**WRITTEN PROBLEM:**
Pick out each line of the data below that contains the string "stump" and copy it. Matching is case-sensitive.

**DATA SHOWN:**
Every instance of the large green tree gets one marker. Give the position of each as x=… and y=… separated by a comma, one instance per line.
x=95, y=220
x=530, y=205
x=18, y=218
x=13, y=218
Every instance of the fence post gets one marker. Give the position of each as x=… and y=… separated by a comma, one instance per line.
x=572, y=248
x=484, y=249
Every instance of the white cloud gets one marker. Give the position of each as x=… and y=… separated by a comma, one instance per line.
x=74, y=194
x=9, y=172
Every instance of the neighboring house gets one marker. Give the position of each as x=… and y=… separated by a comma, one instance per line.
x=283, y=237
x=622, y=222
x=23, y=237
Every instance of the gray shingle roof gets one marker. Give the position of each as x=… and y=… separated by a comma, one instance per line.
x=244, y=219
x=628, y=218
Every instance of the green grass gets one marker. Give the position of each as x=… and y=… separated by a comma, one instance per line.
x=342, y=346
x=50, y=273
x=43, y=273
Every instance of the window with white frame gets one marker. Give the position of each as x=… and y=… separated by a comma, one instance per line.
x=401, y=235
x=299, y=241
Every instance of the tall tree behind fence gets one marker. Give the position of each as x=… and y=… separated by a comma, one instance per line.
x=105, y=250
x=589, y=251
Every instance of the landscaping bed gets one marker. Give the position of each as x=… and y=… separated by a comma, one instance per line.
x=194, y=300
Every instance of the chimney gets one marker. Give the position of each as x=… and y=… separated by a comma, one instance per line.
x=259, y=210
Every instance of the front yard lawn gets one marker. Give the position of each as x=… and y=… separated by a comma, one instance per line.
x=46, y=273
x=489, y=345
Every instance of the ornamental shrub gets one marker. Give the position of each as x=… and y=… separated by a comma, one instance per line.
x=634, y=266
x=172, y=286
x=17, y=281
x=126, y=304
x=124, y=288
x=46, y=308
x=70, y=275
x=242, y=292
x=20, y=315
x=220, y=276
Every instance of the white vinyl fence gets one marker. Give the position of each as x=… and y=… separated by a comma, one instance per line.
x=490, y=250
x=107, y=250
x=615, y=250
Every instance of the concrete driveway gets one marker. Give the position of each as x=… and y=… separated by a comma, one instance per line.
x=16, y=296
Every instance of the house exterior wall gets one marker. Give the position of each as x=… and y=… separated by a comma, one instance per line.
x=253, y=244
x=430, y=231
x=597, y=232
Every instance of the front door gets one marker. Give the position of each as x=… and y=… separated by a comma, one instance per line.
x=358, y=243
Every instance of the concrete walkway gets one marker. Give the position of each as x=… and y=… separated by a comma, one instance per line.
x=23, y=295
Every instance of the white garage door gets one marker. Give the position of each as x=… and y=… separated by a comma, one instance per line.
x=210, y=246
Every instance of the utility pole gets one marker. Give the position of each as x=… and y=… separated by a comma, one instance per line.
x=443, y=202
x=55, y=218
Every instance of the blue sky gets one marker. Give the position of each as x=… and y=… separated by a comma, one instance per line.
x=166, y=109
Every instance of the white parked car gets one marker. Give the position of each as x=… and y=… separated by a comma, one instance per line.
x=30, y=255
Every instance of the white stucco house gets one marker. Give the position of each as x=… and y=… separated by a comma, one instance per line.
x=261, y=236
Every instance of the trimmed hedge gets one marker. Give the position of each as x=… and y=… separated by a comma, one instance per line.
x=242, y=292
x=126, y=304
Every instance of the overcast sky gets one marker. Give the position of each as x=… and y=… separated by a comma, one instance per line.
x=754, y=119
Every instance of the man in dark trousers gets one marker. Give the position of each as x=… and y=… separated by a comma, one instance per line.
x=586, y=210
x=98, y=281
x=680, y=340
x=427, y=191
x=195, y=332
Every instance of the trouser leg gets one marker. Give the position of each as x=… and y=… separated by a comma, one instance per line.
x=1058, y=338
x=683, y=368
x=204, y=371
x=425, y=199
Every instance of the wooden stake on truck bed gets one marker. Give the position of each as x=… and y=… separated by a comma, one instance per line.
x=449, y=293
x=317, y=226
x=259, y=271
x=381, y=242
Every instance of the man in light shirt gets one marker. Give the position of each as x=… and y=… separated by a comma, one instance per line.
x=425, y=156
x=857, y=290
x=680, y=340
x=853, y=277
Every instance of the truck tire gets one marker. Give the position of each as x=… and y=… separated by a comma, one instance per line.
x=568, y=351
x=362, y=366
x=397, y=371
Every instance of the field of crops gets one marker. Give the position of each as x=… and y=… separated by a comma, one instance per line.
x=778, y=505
--
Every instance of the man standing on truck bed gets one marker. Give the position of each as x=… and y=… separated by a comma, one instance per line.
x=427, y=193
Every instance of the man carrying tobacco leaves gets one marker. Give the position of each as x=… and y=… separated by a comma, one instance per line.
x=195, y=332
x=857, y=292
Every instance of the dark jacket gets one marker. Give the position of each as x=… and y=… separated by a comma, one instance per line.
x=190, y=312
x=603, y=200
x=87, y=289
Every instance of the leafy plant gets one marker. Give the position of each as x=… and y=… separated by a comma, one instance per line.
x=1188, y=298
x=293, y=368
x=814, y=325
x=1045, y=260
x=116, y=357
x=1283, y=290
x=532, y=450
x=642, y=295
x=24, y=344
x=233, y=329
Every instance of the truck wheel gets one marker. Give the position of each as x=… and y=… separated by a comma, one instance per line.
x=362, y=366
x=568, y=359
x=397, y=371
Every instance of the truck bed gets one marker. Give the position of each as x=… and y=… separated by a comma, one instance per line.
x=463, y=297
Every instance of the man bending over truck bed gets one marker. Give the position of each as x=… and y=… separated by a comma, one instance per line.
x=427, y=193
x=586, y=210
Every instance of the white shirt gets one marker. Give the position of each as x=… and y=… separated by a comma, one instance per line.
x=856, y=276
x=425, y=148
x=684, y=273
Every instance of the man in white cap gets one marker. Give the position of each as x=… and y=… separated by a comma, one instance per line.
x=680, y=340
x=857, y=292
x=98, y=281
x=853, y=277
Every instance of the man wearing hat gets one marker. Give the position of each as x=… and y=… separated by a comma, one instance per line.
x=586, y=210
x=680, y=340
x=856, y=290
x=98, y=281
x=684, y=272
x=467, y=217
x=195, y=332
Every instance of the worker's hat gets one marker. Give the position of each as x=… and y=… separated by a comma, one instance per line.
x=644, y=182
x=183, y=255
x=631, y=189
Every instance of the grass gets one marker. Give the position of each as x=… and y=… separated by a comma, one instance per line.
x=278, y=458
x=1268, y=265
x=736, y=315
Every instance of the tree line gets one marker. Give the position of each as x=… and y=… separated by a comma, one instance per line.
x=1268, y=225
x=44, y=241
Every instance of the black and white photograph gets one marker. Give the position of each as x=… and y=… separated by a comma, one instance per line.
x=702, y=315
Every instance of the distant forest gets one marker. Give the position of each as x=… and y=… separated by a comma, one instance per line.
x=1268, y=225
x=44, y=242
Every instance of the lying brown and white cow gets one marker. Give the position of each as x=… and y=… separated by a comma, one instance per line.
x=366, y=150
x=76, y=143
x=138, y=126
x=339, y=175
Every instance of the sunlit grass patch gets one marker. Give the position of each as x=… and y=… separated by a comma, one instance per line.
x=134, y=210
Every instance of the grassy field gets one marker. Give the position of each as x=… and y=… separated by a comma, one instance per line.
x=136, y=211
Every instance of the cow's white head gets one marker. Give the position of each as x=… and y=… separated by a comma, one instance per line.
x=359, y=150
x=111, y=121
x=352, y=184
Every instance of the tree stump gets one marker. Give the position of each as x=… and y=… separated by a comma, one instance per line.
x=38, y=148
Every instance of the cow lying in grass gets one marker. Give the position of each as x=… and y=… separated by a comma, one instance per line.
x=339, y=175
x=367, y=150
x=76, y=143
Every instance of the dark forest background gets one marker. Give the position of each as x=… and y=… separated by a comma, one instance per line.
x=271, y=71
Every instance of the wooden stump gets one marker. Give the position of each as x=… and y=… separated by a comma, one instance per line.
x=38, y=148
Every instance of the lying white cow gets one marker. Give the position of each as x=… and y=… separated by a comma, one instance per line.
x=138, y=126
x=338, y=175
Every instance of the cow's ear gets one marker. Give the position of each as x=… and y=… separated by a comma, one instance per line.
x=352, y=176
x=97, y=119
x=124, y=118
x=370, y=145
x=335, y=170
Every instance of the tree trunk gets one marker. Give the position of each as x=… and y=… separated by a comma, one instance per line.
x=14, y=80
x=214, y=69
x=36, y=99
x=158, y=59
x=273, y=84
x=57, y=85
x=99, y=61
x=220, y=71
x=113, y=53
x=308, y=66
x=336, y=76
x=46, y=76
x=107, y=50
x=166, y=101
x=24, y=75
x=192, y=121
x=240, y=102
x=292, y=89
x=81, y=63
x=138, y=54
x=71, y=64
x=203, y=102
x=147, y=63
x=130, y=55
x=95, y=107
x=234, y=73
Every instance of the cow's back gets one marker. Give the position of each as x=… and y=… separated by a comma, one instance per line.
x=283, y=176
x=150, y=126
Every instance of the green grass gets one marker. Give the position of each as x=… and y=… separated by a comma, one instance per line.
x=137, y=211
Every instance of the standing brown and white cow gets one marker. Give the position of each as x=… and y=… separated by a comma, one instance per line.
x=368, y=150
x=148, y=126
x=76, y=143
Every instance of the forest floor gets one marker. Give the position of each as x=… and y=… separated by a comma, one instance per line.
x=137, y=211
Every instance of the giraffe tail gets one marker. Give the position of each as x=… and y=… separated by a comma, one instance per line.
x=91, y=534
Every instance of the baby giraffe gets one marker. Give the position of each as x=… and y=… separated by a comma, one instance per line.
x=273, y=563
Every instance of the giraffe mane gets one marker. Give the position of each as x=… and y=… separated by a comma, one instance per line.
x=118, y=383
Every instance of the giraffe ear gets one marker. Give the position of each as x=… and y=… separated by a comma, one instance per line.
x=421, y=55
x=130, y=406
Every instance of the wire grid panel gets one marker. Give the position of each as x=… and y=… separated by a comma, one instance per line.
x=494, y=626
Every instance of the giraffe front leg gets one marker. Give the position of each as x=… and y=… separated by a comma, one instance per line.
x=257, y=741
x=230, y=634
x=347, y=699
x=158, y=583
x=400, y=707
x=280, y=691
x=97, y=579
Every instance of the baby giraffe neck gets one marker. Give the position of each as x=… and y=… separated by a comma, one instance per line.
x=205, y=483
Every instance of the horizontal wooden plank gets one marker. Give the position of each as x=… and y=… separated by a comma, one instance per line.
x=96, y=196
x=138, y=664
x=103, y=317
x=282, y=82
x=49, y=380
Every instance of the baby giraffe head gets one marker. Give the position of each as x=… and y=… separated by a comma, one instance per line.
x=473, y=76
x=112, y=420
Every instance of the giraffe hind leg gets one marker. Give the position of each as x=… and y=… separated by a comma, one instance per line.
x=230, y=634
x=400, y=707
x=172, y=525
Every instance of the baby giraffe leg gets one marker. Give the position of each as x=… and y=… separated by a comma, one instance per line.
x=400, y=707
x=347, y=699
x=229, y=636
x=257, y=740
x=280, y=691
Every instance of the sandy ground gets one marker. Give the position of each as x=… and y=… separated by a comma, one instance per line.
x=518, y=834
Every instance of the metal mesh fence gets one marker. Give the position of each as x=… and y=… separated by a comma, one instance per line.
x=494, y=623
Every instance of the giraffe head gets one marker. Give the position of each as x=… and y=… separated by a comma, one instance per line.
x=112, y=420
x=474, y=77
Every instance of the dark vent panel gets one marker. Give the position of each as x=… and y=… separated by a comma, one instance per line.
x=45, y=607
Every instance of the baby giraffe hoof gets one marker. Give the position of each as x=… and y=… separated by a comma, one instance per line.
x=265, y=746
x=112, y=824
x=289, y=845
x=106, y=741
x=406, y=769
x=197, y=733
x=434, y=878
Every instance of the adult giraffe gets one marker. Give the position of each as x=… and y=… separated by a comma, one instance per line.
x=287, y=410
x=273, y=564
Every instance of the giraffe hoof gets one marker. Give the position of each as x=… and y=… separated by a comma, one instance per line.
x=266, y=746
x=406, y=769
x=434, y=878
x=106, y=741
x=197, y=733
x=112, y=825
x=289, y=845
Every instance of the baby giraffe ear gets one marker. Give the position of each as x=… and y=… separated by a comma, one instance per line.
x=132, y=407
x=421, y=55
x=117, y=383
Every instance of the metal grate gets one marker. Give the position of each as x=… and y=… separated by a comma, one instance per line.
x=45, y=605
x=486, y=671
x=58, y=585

**WORKED SOLUTION:**
Every instance of the tree stump gets one marker. Give the position of each as x=… and y=… separated by a comma, one instance per line.
Every instance of the wooden stump gets one marker. Give the position of each as x=… and y=… separated by a comma, one instance per line.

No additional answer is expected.